# Passage for review:
—————

structure_coordinates (Float[Array, 'num_residues num_atoms 3'])
sequence (Int[Array, 'num_residues'])
mask (Int[Array, 'num_residues 3'])
residue_index (Int[Array, 'num_residues'])
chain_index (Int[Array, 'num_residues'])
lengths (Int[Array, 'num_sequences'])
bias (Float[Array, 'num_residues num_classes'] | None)
k_neighbors (int)
augment_eps (float)
- structure_coordinates#
Atomic coordinates of the structure. Shape is (num_residues, num_atoms, 3), where num_residues is the number of residues and num_atoms is the number of atoms per residue (e.g., 37 for standard residues).
- Type:
StructureAtomicCoordinates
- sequence#
Sequence of amino acids as an array of integers. Shape is (num_residues,), where num_residues is the number of residues.

—————

# Your goal:
Give the field documentation between "bias (Float[Array, 'num_residues" and "for standard residues).", inclusive, with "k_neighbors" swapped for "num_neighbors". Answer from the text alone.

(Referring expression pointing data)
—————

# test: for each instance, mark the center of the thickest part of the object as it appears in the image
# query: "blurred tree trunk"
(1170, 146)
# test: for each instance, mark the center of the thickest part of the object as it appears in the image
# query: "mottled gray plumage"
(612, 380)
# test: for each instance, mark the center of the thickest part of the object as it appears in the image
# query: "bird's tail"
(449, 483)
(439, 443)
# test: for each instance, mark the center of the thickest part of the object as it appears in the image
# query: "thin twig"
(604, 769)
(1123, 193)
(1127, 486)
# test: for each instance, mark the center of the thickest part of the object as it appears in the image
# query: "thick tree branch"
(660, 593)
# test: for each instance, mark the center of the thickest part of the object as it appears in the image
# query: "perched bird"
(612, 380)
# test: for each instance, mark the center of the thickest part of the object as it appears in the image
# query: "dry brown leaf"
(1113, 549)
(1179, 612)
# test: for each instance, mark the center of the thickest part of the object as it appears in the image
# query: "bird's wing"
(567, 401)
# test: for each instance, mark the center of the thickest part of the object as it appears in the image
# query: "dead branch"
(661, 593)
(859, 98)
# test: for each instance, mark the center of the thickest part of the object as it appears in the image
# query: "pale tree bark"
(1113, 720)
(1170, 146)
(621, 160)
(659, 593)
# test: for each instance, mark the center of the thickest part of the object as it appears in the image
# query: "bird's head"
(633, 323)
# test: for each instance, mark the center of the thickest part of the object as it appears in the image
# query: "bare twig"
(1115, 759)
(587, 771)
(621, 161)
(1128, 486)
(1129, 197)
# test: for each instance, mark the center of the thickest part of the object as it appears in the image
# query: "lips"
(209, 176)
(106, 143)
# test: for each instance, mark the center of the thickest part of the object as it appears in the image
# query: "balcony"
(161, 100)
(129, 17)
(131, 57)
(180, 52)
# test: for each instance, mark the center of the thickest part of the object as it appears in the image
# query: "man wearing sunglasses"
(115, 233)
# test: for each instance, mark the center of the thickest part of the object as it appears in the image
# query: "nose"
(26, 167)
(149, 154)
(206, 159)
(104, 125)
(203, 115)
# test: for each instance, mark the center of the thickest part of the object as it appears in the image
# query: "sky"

—————

# Solved problem:
bias (Float[Array, 'num_residues num_classes'] | None)
num_neighbors (int)
augment_eps (float)
- structure_coordinates#
Atomic coordinates of the structure. Shape is (num_residues, num_atoms, 3), where num_residues is the number of residues and num_atoms is the number of atoms per residue (e.g., 37 for standard residues).